▶ Exercise directions: Copy every line of the material below word for word.

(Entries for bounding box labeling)
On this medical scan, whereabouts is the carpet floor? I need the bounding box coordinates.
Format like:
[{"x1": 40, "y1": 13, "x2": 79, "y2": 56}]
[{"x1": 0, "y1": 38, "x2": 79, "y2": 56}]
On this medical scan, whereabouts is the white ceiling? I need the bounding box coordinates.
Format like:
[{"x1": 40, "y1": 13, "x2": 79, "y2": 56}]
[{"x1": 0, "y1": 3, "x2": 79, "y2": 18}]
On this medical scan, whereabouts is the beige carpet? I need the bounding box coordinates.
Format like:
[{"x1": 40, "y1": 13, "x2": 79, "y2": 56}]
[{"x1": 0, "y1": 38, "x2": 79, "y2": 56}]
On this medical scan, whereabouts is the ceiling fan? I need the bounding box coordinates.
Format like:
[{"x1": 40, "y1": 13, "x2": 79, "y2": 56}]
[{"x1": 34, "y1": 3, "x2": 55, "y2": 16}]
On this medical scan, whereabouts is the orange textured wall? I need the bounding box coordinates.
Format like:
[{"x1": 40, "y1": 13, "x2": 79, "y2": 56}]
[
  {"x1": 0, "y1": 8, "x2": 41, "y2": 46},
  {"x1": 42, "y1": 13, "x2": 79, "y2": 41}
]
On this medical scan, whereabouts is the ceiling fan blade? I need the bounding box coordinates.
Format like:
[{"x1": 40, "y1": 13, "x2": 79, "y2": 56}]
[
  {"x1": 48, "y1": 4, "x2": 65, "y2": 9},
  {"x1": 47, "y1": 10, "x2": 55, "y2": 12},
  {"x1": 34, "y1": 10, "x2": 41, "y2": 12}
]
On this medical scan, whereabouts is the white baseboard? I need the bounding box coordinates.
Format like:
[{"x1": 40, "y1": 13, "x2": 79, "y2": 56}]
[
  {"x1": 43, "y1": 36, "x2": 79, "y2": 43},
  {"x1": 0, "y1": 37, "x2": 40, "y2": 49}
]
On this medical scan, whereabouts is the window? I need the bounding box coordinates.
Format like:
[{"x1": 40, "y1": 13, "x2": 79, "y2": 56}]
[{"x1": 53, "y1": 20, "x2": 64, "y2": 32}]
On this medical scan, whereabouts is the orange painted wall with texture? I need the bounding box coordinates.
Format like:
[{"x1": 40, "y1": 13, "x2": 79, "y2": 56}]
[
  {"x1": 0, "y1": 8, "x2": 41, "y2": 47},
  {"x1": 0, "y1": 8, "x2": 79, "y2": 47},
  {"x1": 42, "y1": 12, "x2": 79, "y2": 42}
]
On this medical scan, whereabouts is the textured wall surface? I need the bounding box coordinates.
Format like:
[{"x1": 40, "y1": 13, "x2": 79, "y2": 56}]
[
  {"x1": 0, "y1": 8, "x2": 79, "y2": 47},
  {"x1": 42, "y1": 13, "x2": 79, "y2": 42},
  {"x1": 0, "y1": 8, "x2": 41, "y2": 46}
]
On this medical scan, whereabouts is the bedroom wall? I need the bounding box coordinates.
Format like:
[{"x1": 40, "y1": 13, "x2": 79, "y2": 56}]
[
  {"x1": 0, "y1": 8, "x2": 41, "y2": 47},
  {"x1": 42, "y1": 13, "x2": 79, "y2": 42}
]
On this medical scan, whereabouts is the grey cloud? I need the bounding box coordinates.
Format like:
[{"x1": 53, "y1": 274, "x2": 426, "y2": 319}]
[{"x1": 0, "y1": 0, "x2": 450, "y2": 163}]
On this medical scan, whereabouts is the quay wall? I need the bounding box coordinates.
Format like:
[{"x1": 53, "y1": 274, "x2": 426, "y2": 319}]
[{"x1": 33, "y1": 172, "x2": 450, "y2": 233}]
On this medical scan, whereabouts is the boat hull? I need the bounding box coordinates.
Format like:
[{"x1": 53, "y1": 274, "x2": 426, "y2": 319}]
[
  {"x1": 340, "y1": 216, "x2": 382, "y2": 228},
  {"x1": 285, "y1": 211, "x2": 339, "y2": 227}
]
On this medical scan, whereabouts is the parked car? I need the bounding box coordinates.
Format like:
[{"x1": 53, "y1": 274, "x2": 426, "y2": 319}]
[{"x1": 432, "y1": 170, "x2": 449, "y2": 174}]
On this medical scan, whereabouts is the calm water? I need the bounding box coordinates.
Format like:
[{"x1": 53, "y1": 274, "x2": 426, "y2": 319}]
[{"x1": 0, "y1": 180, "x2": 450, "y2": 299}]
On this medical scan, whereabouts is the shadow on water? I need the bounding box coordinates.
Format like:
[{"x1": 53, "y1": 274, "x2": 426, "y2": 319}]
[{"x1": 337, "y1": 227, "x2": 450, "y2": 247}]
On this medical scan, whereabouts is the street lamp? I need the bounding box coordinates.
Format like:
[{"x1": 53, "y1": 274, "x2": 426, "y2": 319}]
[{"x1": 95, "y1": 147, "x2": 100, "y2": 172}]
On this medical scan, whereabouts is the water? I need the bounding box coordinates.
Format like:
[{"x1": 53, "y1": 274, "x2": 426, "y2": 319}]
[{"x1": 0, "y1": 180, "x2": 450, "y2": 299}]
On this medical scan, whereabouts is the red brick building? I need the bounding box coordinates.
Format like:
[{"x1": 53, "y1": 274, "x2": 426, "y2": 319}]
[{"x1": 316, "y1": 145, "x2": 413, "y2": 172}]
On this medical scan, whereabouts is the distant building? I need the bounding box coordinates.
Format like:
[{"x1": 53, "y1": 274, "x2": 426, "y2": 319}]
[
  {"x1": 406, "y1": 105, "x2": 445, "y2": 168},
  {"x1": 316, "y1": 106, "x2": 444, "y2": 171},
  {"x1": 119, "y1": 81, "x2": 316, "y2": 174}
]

▶ Task output:
On this medical scan, whereabouts is the carpet floor? I need the bounding box coordinates.
Format like:
[{"x1": 40, "y1": 13, "x2": 79, "y2": 56}]
[{"x1": 0, "y1": 38, "x2": 79, "y2": 56}]
On this medical scan, whereabouts is the white ceiling? I need the bounding box coordinates.
Format like:
[{"x1": 40, "y1": 13, "x2": 79, "y2": 56}]
[{"x1": 0, "y1": 3, "x2": 79, "y2": 18}]
On this medical scan, whereabouts is the beige carpet? I need the bounding box coordinates.
Format like:
[{"x1": 40, "y1": 13, "x2": 79, "y2": 56}]
[{"x1": 0, "y1": 38, "x2": 79, "y2": 56}]
On this medical scan, whereabouts is the ceiling fan? I need the bounding box coordinates.
Format like:
[{"x1": 40, "y1": 13, "x2": 79, "y2": 56}]
[{"x1": 34, "y1": 3, "x2": 55, "y2": 16}]
On this medical scan, whereabouts is the orange textured wall? I need the bounding box coordinates.
Format like:
[{"x1": 40, "y1": 13, "x2": 79, "y2": 56}]
[
  {"x1": 0, "y1": 8, "x2": 41, "y2": 46},
  {"x1": 42, "y1": 13, "x2": 79, "y2": 41}
]
On this medical scan, whereabouts is the ceiling fan blade? I need the bounding box coordinates.
Format like:
[{"x1": 40, "y1": 13, "x2": 79, "y2": 56}]
[
  {"x1": 48, "y1": 4, "x2": 65, "y2": 9},
  {"x1": 47, "y1": 10, "x2": 55, "y2": 12},
  {"x1": 34, "y1": 10, "x2": 41, "y2": 12}
]
On this medical scan, whereabouts is the white baseboard? I need the bounding box coordinates.
Format like:
[{"x1": 40, "y1": 13, "x2": 79, "y2": 56}]
[
  {"x1": 43, "y1": 36, "x2": 79, "y2": 43},
  {"x1": 0, "y1": 37, "x2": 40, "y2": 49}
]
On this medical scan, whereabouts is the window? I need the bounding box coordinates.
Format like:
[{"x1": 40, "y1": 13, "x2": 79, "y2": 56}]
[{"x1": 53, "y1": 20, "x2": 64, "y2": 32}]
On this medical scan, whereabouts is the orange painted wall with texture? I need the bounding box coordinates.
Format like:
[{"x1": 40, "y1": 13, "x2": 79, "y2": 56}]
[
  {"x1": 0, "y1": 8, "x2": 41, "y2": 47},
  {"x1": 0, "y1": 8, "x2": 79, "y2": 47},
  {"x1": 42, "y1": 12, "x2": 79, "y2": 42}
]
On this medical scan, whereabouts is the textured wall surface? I need the bounding box coordinates.
Format like:
[{"x1": 40, "y1": 13, "x2": 79, "y2": 56}]
[
  {"x1": 0, "y1": 8, "x2": 79, "y2": 47},
  {"x1": 42, "y1": 13, "x2": 79, "y2": 42},
  {"x1": 0, "y1": 8, "x2": 41, "y2": 46}
]
On this medical scan, whereabouts is the bedroom wall? I need the bounding box coordinates.
Format like:
[{"x1": 40, "y1": 13, "x2": 79, "y2": 56}]
[
  {"x1": 0, "y1": 8, "x2": 41, "y2": 47},
  {"x1": 42, "y1": 13, "x2": 79, "y2": 42}
]
On this medical scan, whereabouts is the grey cloud? I need the bounding box coordinates.
Format like:
[{"x1": 53, "y1": 274, "x2": 426, "y2": 319}]
[{"x1": 0, "y1": 0, "x2": 450, "y2": 163}]
On this medical scan, whereabouts is the quay wall? I need the bounding box coordinates.
Format like:
[{"x1": 53, "y1": 274, "x2": 426, "y2": 319}]
[{"x1": 33, "y1": 172, "x2": 450, "y2": 233}]
On this medical scan, whereabouts is the boat hull? I need the bounding box coordinates.
Format like:
[{"x1": 53, "y1": 274, "x2": 426, "y2": 319}]
[
  {"x1": 340, "y1": 216, "x2": 382, "y2": 228},
  {"x1": 285, "y1": 211, "x2": 339, "y2": 227}
]
On this medical scan, whereabouts is the parked car? I need the bounding box coordinates.
Format like:
[{"x1": 53, "y1": 274, "x2": 426, "y2": 319}]
[{"x1": 432, "y1": 170, "x2": 449, "y2": 174}]
On this medical scan, whereabouts is the calm water? I need the bounding box coordinates.
Format like:
[{"x1": 53, "y1": 274, "x2": 426, "y2": 319}]
[{"x1": 0, "y1": 180, "x2": 450, "y2": 299}]
On this medical scan, whereabouts is the shadow on water? I need the bounding box coordinates.
Format like:
[{"x1": 53, "y1": 274, "x2": 426, "y2": 319}]
[{"x1": 337, "y1": 227, "x2": 450, "y2": 247}]
On this medical scan, whereabouts is the street lamp? I need the bounding box coordinates.
Format like:
[{"x1": 53, "y1": 274, "x2": 426, "y2": 319}]
[{"x1": 95, "y1": 147, "x2": 100, "y2": 172}]
On this medical scan, whereabouts is the water? I need the bounding box coordinates.
Format like:
[{"x1": 53, "y1": 274, "x2": 426, "y2": 319}]
[{"x1": 0, "y1": 180, "x2": 450, "y2": 299}]
On this medical scan, whereabouts is the red brick building? I need the bounding box coordinates.
Format like:
[{"x1": 53, "y1": 274, "x2": 426, "y2": 319}]
[{"x1": 316, "y1": 145, "x2": 413, "y2": 172}]
On this medical scan, whereabouts is the distant building? I need the bounding box coordinates.
Format like:
[{"x1": 53, "y1": 274, "x2": 426, "y2": 319}]
[
  {"x1": 406, "y1": 105, "x2": 445, "y2": 168},
  {"x1": 316, "y1": 106, "x2": 444, "y2": 171},
  {"x1": 119, "y1": 81, "x2": 316, "y2": 174}
]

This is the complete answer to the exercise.